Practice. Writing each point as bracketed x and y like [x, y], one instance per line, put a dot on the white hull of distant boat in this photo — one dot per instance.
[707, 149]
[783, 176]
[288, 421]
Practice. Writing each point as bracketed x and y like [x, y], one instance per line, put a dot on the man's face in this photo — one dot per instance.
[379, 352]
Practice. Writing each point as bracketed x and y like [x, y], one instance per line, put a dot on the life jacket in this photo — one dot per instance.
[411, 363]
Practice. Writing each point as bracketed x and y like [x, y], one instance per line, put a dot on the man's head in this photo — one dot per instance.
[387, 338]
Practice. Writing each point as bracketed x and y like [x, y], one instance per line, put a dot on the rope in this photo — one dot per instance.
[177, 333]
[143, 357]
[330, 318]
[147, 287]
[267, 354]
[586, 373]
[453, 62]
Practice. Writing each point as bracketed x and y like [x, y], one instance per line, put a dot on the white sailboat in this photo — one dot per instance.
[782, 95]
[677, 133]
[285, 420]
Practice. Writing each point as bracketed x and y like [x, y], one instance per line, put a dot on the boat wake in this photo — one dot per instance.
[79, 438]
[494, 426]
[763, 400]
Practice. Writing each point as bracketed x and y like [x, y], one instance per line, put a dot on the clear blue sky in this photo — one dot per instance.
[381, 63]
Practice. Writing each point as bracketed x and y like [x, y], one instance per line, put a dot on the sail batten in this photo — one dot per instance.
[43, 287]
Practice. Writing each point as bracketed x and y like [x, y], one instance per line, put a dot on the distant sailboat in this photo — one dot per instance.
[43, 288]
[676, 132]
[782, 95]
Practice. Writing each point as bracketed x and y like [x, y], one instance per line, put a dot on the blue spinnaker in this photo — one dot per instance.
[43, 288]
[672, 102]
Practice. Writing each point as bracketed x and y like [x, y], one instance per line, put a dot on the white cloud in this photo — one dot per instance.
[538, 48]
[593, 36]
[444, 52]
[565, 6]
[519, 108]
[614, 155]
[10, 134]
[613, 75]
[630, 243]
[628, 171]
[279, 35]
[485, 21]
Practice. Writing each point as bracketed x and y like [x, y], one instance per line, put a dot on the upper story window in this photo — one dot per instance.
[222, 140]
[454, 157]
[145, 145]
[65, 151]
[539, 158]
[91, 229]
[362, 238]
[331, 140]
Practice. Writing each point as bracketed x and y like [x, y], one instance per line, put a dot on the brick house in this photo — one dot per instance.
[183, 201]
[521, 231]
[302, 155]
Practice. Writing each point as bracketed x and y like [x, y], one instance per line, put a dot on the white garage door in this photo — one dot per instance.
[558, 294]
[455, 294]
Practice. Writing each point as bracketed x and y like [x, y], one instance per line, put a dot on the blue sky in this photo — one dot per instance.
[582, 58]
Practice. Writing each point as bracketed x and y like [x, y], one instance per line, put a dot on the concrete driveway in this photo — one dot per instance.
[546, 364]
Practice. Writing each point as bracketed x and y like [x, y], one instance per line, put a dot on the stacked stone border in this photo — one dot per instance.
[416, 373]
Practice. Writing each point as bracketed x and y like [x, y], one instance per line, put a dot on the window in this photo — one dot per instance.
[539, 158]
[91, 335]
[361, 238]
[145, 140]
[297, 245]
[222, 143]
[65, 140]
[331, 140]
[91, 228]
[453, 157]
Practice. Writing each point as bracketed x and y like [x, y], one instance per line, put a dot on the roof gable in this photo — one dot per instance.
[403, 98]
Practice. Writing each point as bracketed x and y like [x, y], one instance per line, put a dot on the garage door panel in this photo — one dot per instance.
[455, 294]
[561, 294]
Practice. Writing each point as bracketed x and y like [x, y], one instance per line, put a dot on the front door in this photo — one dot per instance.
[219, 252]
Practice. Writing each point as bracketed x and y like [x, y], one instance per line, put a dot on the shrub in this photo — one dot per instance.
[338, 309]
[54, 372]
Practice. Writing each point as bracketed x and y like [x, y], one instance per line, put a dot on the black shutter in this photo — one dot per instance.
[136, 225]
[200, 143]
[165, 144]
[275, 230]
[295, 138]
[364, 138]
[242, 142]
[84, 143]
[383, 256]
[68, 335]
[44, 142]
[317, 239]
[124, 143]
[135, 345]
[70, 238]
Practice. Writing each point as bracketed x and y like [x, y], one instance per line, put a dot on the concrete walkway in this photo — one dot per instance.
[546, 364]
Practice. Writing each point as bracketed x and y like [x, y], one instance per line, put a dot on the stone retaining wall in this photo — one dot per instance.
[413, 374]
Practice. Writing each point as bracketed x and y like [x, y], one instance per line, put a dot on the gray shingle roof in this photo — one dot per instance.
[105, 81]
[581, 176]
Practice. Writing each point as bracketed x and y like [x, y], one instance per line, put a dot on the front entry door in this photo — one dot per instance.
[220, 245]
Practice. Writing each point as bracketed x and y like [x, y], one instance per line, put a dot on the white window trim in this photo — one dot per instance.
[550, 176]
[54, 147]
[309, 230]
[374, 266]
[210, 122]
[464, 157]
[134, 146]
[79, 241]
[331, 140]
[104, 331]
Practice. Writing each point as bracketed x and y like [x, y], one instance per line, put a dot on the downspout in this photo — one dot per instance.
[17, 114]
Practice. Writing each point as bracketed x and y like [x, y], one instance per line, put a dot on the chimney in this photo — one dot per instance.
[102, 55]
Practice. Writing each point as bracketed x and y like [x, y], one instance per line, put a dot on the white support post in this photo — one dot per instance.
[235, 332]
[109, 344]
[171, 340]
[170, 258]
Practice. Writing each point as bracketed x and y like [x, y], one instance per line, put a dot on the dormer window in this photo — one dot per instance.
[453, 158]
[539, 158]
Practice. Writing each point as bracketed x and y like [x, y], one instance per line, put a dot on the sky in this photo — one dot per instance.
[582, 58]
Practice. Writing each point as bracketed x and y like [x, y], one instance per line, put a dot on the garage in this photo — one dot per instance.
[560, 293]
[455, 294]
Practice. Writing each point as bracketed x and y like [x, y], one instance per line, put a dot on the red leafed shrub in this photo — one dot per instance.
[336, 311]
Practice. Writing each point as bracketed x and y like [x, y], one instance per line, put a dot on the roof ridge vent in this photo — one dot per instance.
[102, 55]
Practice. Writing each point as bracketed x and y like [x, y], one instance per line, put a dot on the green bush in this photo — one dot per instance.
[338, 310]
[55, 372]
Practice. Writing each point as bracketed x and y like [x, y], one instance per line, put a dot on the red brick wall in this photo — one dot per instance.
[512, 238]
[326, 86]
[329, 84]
━━━━━━━━
- [Problem to solve]:
Give the listing again, word for word.

- [Solution]:
Practice. Writing each point as bracketed x and y like [x, y], one instance per line, put a dot on the white hull of distant boat in this photo — one dot per instance.
[707, 149]
[783, 176]
[288, 421]
Practice. Writing each point as bracketed x and y like [x, y], one instance per line, put a dot on the man's face in this photo — one dot per instance.
[379, 352]
Practice. Writing each point as bracketed x and y like [x, y], one instance per line, put a dot on the life jacket in this photo — one dot per instance.
[411, 363]
Practice. Writing each point as bracketed x and y like [x, y], one instance per line, put a dot on the man's head in this photo — one dot per instance.
[387, 338]
Practice. Writing each point as bracketed x and y like [x, y], one instance per line, put a dot on the rope in this photo — one dot per instance.
[177, 333]
[143, 357]
[330, 318]
[147, 287]
[267, 354]
[586, 373]
[453, 62]
Practice. Writing each point as bracketed x and y like [x, y], one instance per line, put a dot on the white sailboat in this photo — one dot per instance.
[782, 95]
[677, 133]
[285, 420]
Practice. Writing each point as bracketed x and y like [x, y], one instance per line, put a dot on the boat wake in this photo — one dot per instance.
[79, 438]
[494, 426]
[763, 400]
Practice. Writing each point as bracketed x and y like [x, y], one instance per line, put a dot on the clear blue sky in this photo — one dot per instance.
[381, 63]
Practice. Writing each point as bracketed x and y like [x, y], one instance per line, put a dot on the sail batten in this photo — one dot per instance.
[43, 287]
Practice. Writing each point as bracketed x and y like [x, y], one instance per line, put a dot on the distant sailboat in this photo — one dot per instance.
[43, 288]
[676, 132]
[782, 95]
Practice. Writing each point as bracketed x and y like [x, y], one instance per line, put a dot on the blue spinnaker in this photo — one dot per instance.
[43, 288]
[672, 102]
Practice. Writing each point as bracketed x and y like [x, y], one instance per line, put a dot on the white cloud in this photo — one dot per instance.
[538, 48]
[593, 36]
[444, 52]
[565, 6]
[519, 108]
[614, 155]
[10, 134]
[613, 75]
[630, 243]
[628, 171]
[279, 35]
[485, 21]
Practice. Writing each point as bracketed x and y like [x, y], one instance per line, put a dot on the upper story window in this photo — one dot per instance.
[222, 140]
[454, 157]
[145, 145]
[65, 151]
[539, 158]
[91, 229]
[362, 238]
[331, 140]
Practice. Writing each point as bracketed x and y like [x, y], one instance per line, put a dot on the brick house in this photo — one dot per instance.
[183, 201]
[521, 231]
[302, 155]
Practice. Writing each point as bracketed x and y like [x, y], one instance per line, put a dot on the white garage door in this photo — one dot per instance.
[558, 294]
[455, 294]
Practice. Writing each point as bracketed x and y like [x, y], one instance per line, put a dot on the blue sky in this photo — one dot per instance.
[582, 58]
Practice. Writing each point as bracketed x and y like [x, y], one instance per line, put a dot on the concrete driveway in this photo — one dot per instance.
[546, 364]
Practice. Writing each point as bracketed x and y like [x, y], one instance per line, put a dot on the stacked stone border in this photo — one dot per instance.
[416, 373]
Practice. Writing each point as bracketed x and y like [x, y], one instance per line, put a dot on the window in this photo — one dot per instance.
[539, 158]
[91, 335]
[361, 238]
[145, 140]
[297, 245]
[222, 143]
[65, 140]
[331, 140]
[91, 228]
[453, 157]
Practice. Writing each point as bracketed x and y like [x, y], one instance per line, put a dot on the roof gable in this photo — one dot per instance.
[403, 98]
Practice. Writing each point as bracketed x and y like [x, y], one instance per line, put a dot on the garage door panel in this photo — one dot per instance.
[455, 294]
[561, 294]
Practice. Writing each point as bracketed x and y like [x, y], one instance per line, put a dot on the front door in this photo — one dot per instance.
[219, 252]
Practice. Writing each point as bracketed x and y like [x, y], one instance per line, put a dot on the shrub in this photo — one dot per instance.
[338, 309]
[54, 372]
Practice. Writing each point as bracketed x and y like [x, y], one instance per line, put a dot on the black shutter in this photo — one dot per instance.
[136, 225]
[200, 143]
[165, 144]
[275, 230]
[295, 138]
[364, 138]
[242, 142]
[84, 143]
[383, 256]
[68, 335]
[44, 142]
[317, 239]
[124, 143]
[135, 345]
[70, 238]
Practice. Writing each point as bracketed x and y like [x, y], one instance per line, put a dot on the concrete walkway in this photo — one dot per instance.
[546, 364]
Practice. Writing each point as bracketed x and y like [x, y], one instance per line, put a dot on the stone retaining wall in this photo — one dot per instance.
[413, 374]
Practice. Writing each point as bracketed x and y like [x, y], one instance per line, put a dot on the gray shingle roof in this photo — one dot per instance.
[105, 81]
[581, 176]
Practice. Writing each point as bracketed x and y like [x, y], one instance per line, put a dot on the front entry door in this photo — one dot per instance.
[220, 245]
Practice. Writing each point as bracketed x and y like [x, y], one instance per line, put a dot on the white window trim in this photo — one dot per instance.
[550, 176]
[54, 147]
[309, 230]
[374, 266]
[210, 122]
[464, 157]
[134, 146]
[79, 241]
[331, 140]
[104, 331]
Practice. Writing each point as bracketed x and y like [x, y], one instance per line, put a dot on the downspout in this photo — one dot per instance.
[17, 114]
Practice. Writing each point as bracketed x and y like [x, y], one instance per line, put a dot on the chimney in this photo — one dot per instance.
[102, 55]
Practice. Writing each point as bracketed x and y like [x, y], one instance per line, put a dot on the white support post in this photo — one dot per instance.
[235, 332]
[109, 344]
[171, 340]
[170, 258]
Practice. Writing each point as bracketed x and y like [x, y], one instance per line, put a dot on the dormer window in this photo — one dot per instance.
[453, 158]
[539, 158]
Practice. Writing each point as bracketed x and y like [x, y], one instance per line, put a dot on the sky in this photo — one dot per instance.
[582, 58]
Practice. Writing each point as bracketed x and y like [x, y], one instance per line, put a dot on the garage in this photo — one dot per instance.
[560, 293]
[455, 294]
Practice. Writing each point as bracketed x and y like [x, y], one instance per line, put a dot on the red leafed shrub in this photo — one dot per instance.
[336, 311]
Practice. Writing each point as bracketed x and y like [x, y], one instance per line, put a dot on the roof ridge vent in this photo — one dot per instance.
[102, 55]
Practice. Writing each point as bracketed x and y like [x, y], one instance per line, put a dot on the green bush in this photo — one dot per instance.
[338, 310]
[55, 372]
Practice. Writing each point as bracketed x and y like [x, y], one instance per line, put a dot on the red brick wall in this photo — one dot per instance.
[512, 238]
[326, 86]
[329, 84]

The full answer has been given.